((
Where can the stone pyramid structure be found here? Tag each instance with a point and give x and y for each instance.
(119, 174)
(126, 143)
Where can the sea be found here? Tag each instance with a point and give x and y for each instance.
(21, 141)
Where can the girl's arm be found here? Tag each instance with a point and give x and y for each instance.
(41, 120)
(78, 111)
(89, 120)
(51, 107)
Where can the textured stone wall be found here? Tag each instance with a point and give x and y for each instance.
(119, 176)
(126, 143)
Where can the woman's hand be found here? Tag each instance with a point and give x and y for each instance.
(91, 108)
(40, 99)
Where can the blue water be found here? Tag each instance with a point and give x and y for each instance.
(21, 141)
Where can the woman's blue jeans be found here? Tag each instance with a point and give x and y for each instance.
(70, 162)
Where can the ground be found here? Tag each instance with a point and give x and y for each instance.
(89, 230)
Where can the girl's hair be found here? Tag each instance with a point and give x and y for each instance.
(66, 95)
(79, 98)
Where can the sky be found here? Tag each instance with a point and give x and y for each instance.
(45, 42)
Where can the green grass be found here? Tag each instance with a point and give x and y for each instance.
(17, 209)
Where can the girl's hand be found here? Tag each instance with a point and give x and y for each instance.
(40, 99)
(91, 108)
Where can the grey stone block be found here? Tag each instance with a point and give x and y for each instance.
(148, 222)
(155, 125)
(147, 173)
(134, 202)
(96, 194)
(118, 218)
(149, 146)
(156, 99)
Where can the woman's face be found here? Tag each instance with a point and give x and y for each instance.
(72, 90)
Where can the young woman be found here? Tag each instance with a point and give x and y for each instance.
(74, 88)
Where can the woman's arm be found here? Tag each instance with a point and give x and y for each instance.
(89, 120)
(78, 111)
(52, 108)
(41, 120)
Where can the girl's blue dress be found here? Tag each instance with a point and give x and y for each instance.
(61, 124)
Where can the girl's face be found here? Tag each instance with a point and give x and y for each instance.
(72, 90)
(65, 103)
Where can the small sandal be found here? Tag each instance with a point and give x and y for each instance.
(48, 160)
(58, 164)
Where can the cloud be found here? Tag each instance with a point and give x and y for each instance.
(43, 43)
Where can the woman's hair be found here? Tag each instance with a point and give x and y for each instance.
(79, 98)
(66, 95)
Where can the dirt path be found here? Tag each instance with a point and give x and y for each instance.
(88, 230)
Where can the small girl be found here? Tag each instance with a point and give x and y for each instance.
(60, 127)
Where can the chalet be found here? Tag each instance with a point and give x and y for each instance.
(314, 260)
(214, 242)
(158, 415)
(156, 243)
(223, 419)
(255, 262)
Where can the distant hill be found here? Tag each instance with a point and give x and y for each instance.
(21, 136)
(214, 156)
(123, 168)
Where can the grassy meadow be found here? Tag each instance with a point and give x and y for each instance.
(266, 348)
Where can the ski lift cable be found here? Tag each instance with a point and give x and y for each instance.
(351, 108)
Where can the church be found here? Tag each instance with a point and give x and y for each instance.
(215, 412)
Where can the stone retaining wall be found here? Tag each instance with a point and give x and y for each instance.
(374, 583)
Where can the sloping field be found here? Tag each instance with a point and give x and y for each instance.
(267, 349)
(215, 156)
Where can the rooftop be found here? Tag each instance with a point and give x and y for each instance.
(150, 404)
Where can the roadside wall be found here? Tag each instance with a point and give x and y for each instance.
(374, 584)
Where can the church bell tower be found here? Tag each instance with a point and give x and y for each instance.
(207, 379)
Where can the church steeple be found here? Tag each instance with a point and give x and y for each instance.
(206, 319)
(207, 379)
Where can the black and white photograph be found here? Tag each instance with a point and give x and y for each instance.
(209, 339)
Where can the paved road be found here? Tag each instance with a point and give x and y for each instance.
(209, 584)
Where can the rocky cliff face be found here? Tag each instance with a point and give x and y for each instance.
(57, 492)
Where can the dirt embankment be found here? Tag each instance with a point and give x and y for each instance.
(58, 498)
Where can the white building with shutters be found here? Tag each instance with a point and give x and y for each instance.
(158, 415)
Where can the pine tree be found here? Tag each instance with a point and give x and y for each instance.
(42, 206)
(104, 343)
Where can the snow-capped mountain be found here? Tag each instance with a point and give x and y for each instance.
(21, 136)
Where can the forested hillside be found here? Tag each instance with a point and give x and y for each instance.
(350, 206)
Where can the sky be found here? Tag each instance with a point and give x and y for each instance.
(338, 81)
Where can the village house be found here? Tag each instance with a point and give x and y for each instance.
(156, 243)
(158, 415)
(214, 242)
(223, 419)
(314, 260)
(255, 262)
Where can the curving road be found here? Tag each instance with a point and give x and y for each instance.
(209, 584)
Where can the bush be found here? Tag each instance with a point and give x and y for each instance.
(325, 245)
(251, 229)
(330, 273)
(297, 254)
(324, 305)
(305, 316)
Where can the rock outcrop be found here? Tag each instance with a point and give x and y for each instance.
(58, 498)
))
### EXERCISE DIRECTIONS
In this exercise, reproduce each line above exactly.

### SOLUTION FOR THIS PROBLEM
Where can the stone pyramid structure be found here? Tag each instance with a point and give x and y for each instance.
(119, 174)
(126, 143)
Where can the sea be found here? Tag each instance with a point and give x and y for each instance.
(21, 141)
Where can the girl's arm be found here? Tag each instance with a point and give x and y for each instance.
(41, 120)
(78, 111)
(89, 120)
(51, 107)
Where can the textured stone wall be found here? Tag each instance with a point and give x and y for each instance.
(119, 176)
(126, 143)
Where can the woman's hand be found here? Tag each instance with a point and give x and y for each instance.
(91, 108)
(40, 99)
Where can the blue water be found here? Tag each instance with a point and give x and y for each instance.
(21, 141)
Where can the woman's blue jeans be found here? Tag each instance with a point and give x and y for each instance.
(70, 162)
Where can the ground be found here? Tag each instance with a point and give x and y for each instance.
(89, 230)
Where can the girl's hair be found here? Tag each instance with a point and give x and y for each instance.
(66, 95)
(79, 98)
Where can the sky be found here? Tag each instance with a point and give x and y for each instance.
(45, 42)
Where can the green grass be found here? Tag each instance with a point and give x and y for each instance.
(17, 209)
Where can the girl's hand be found here? Tag each instance with a point and give x and y for each instance.
(40, 99)
(91, 108)
Where can the grey stone block be found here? Tag each instance with a point and give x and y for each instance.
(148, 222)
(155, 125)
(147, 173)
(134, 202)
(96, 194)
(118, 218)
(149, 146)
(156, 99)
Where can the woman's face be found here? Tag each instance with a point and give x and y for each instance.
(72, 90)
Where can the young woman be found here? Tag each instance with a point and give x and y for each instance.
(74, 88)
Where can the woman's arm be found here? Tag each instance with a point and give x and y for each instance.
(89, 120)
(78, 111)
(52, 108)
(41, 120)
Where can the girl's blue dress be found here? Tag each instance with a point and give x and y for each instance.
(61, 124)
Where can the girl's face be found here? Tag each instance with a point and give x and y for each instance.
(72, 90)
(65, 103)
Where can the small sandal be found here? Tag each instance with a point and give x and y for each instance.
(48, 160)
(58, 164)
Where can the cloud be found here? Tag each instance with a point and give x and y for each instance.
(43, 43)
Where can the woman's hair be found here? Tag each instance with a point and give x and y for each instance.
(79, 98)
(66, 95)
Where can the dirt path be found here? Tag each instance with a point and give x and y for each instance.
(88, 230)
Where can the small girl be found here? Tag each instance with a point and give x and y for each instance.
(60, 127)
Where can the chalet be found here? Tag each instance with a point and give x and y for each instance.
(314, 260)
(214, 242)
(158, 415)
(156, 243)
(223, 419)
(255, 262)
Where can the distant hill be found here? Tag each instance with a point and give x and y for each instance.
(21, 136)
(214, 156)
(123, 168)
Where can the grassy meadow be found here? Tag each instance with a point and give x and y for each instance.
(266, 348)
Where can the ski lift cable be found here? Tag each instance with a point and give x and y for each instance.
(351, 108)
Where can the church be found here? Tag each instance with a point and give x and y for each instance.
(215, 412)
Where can the stone retaining wall be found here? Tag each instance with a point and give x and y for each instance.
(374, 583)
Where can the sloping field be found here? Tag each instance with a point and give x and y for each instance.
(267, 349)
(215, 156)
Where can the rooftop be found here? Tag each instance with a point and give x and y for each instance.
(150, 404)
Where can the roadside wall be found here? Tag each instance with a point and give x and y for each instance.
(374, 584)
Where can the church bell tower be found here? Tag each instance with a point and give x and y for each instance.
(207, 379)
Where can the church steeple be found here? Tag each instance with a point and give x and y for each instance.
(206, 319)
(207, 379)
Where can the black and white photograph be found here? Tag each instance with a point and give x and y for each instance.
(209, 339)
Where can the paved road be found here? Tag each instance with a point and give x and y for each instance.
(209, 584)
Where can the rocky cliff face be found here? Tag each instance with a point and give x and y for each instance.
(57, 492)
Where can the dirt embankment be found here? Tag each instance with a point and give x and y for each instance.
(58, 498)
Where can the white building with shutters be found here? Tag each instance with a point and give x and y for each instance.
(158, 415)
Where can the pine tree be found here? Tag each instance with a point and give x and y for each instance.
(42, 206)
(104, 343)
Where can the snow-capped mountain be found here? Tag each instance with a point and give x and y for each instance.
(21, 136)
Where can the forested hillside be found here? Tag each instance with a point and give x and y for each instance.
(350, 206)
Where can the sky be found here? Tag each instance with a point and give x and y for each instance.
(338, 81)
Where can the village house be found here? Tag each instance with a point and give x and y for each instance.
(156, 243)
(158, 415)
(214, 242)
(223, 419)
(314, 260)
(255, 262)
Where can the curving road be found here? Tag each instance with a point and give x and y for each instance.
(209, 584)
Where can the bush be found here? Tag each instance with a point and give x and y for each instance.
(325, 245)
(251, 229)
(330, 273)
(297, 254)
(324, 305)
(305, 316)
Where can the rock outcrop be found here? Tag each instance with a point and give x and y for each instance.
(58, 498)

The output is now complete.